Document passage:
* start *
- Buying an annuity for a child can provide them with a regular, secure income for life.
- A deferred income annuity is likely to work best for a child.
- Potential drawbacks include lack of access to the principal and inflation concerns.
Reasons To Buy an Annuity for a Child
People buy annuities for their children or grandchildren to ensure their financial security. With an annuity, assets do not have to go through probate, are protected against market downturns, and can guarantee income for the rest of your child’s lifetime. When and how your loved one receives the money will depend on how you structure the annuity contract.
Creating a will can help ensure that your assets are distributed according to your wishes. Upon your passing, your will must undergo probate to be authenticated and validated by the court. It’s important to note that while all wills need to go through probate, not all assets necessarily do. Here is a list of assets that typically bypass the probate process:
- Life insurance policies with named beneficiaries
- Annuity contracts with named beneficiaries
- Retirement accounts with designated beneficiaries
- Bank accounts with Payable on Death (POD) provisions
- Investment accounts with Transfer on Death (TOD) registrations
Many individuals seek to spare their heirs from the lengthy and expensive probate process when settling their estate.
One way to address this concern is by using annuities as an estate planning tool.
* end *
Set problem A:
Write out the rows between the line holding "If you could point to the cavern" and the line holding "(1129, 545)", inclusive, reproducing each line character for character.
The text about annuities for a child and the rows that come after it are separate, unrelated material.

Raw records:
* start *
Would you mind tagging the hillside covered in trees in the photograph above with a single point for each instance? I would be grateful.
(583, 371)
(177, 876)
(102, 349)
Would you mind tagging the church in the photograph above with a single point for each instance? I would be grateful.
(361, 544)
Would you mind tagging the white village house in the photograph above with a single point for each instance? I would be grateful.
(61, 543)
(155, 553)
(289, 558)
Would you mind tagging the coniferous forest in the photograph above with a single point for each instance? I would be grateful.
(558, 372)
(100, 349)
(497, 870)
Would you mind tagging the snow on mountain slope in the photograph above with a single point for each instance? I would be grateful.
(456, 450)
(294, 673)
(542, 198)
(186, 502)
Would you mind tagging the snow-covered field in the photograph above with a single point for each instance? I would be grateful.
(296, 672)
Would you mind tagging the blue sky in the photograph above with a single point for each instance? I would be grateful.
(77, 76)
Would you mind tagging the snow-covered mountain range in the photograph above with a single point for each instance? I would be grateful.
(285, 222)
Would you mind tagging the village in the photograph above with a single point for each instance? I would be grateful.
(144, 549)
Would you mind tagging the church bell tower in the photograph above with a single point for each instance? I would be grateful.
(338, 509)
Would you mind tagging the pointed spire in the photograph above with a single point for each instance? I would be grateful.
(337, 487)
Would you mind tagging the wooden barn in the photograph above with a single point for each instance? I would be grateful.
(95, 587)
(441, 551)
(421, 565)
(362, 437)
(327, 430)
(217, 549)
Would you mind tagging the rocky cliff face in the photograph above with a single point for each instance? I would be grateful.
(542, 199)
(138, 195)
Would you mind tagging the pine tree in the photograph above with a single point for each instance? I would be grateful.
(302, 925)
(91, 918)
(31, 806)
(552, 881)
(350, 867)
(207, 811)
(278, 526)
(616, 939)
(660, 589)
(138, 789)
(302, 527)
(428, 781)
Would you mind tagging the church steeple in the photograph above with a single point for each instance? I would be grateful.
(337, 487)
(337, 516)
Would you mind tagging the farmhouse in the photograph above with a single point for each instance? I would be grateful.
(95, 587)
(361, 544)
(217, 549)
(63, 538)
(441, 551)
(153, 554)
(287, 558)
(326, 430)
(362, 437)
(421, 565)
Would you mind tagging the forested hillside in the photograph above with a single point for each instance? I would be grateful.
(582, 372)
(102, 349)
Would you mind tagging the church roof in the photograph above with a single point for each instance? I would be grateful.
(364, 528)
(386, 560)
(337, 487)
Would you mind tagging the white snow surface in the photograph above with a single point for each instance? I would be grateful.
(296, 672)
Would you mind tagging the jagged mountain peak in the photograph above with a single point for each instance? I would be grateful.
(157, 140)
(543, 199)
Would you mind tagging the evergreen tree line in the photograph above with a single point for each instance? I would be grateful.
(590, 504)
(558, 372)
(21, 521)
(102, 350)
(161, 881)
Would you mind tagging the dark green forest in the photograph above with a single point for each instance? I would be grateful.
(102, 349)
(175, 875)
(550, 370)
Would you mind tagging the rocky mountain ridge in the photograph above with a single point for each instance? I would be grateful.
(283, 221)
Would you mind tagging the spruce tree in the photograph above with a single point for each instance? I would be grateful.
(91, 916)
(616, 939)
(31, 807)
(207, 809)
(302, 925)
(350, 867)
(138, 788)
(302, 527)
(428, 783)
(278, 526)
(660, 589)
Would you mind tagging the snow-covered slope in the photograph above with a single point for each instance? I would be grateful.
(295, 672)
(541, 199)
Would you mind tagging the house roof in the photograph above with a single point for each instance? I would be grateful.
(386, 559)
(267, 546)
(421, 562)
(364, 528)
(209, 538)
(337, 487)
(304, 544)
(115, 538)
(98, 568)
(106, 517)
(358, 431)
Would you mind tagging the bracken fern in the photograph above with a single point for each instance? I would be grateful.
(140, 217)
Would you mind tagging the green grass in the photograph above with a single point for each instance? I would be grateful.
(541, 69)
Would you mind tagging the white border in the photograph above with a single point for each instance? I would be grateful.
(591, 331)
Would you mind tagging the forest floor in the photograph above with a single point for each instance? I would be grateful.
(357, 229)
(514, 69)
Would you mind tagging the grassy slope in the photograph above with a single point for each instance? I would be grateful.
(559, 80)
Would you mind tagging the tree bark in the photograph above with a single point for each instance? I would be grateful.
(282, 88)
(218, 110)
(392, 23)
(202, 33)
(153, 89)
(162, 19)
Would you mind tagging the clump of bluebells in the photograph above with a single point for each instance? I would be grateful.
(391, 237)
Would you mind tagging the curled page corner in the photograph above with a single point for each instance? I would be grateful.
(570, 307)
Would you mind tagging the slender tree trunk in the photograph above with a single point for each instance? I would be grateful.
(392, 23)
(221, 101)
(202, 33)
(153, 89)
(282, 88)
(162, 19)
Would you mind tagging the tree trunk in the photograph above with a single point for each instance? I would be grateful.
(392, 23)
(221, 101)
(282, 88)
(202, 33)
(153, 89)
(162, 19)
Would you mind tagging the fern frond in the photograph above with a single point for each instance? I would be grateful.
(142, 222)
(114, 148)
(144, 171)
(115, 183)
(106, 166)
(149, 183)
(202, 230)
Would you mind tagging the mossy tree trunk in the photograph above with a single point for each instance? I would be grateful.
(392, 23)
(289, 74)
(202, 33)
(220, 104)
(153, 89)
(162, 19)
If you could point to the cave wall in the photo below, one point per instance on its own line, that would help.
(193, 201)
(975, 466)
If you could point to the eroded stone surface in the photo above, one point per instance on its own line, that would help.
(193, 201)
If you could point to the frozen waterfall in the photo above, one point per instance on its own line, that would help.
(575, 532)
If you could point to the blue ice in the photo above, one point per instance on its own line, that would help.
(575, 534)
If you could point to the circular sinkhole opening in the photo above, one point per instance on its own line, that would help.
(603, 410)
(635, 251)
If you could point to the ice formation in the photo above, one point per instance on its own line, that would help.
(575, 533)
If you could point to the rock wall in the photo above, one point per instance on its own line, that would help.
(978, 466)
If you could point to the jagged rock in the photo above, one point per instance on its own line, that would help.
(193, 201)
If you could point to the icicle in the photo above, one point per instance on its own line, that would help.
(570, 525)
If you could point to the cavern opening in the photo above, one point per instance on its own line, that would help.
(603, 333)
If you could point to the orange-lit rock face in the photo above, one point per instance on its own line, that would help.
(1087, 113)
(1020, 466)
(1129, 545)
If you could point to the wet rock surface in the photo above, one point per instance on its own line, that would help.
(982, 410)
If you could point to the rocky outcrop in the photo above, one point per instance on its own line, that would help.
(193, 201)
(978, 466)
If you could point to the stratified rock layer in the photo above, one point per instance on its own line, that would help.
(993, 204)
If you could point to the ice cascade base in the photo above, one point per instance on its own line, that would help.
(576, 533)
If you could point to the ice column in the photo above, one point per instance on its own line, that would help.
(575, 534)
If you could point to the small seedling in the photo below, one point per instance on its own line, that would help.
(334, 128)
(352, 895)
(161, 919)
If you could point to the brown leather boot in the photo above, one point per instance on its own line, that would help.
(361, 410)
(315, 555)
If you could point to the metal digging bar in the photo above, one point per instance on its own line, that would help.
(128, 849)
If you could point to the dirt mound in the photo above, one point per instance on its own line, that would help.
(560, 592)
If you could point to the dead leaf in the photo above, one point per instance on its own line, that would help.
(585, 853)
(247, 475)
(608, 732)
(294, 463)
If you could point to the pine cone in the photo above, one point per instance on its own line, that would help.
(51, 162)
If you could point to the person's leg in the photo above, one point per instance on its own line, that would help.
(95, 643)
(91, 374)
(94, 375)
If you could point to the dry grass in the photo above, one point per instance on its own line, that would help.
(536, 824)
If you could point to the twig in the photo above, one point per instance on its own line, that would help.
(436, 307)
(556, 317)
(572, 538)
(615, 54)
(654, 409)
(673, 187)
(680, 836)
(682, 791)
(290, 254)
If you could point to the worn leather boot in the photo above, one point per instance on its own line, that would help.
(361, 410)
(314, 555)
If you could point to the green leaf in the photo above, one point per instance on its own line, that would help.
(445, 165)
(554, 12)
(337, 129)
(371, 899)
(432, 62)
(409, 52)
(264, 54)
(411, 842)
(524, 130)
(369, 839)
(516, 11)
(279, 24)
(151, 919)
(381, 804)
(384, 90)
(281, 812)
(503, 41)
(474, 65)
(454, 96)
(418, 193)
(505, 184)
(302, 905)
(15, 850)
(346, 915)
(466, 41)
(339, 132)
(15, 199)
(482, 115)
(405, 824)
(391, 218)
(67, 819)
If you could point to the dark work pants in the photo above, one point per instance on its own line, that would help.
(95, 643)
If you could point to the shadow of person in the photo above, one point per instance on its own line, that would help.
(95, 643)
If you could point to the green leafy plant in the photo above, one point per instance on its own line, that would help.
* end *
Set problem B:
Repeat, word for word, the part of the annuity text between "- Buying an" and "the annuity contract.", inclusive.

Complete output A:
If you could point to the cavern opening in the photo above, one point per instance on its own line, that would help.
(603, 333)
If you could point to the orange-lit rock face in the photo above, one point per instance on its own line, that would help.
(1087, 113)
(1020, 466)
(1129, 545)

Complete output B:
- Buying an annuity for a child can provide them with a regular, secure income for life.
- A deferred income annuity is likely to work best for a child.
- Potential drawbacks include lack of access to the principal and inflation concerns.
Reasons To Buy an Annuity for a Child
People buy annuities for their children or grandchildren to ensure their financial security. With an annuity, assets do not have to go through probate, are protected against market downturns, and can guarantee income for the rest of your child’s lifetime. When and how your loved one receives the money will depend on how you structure the annuity contract.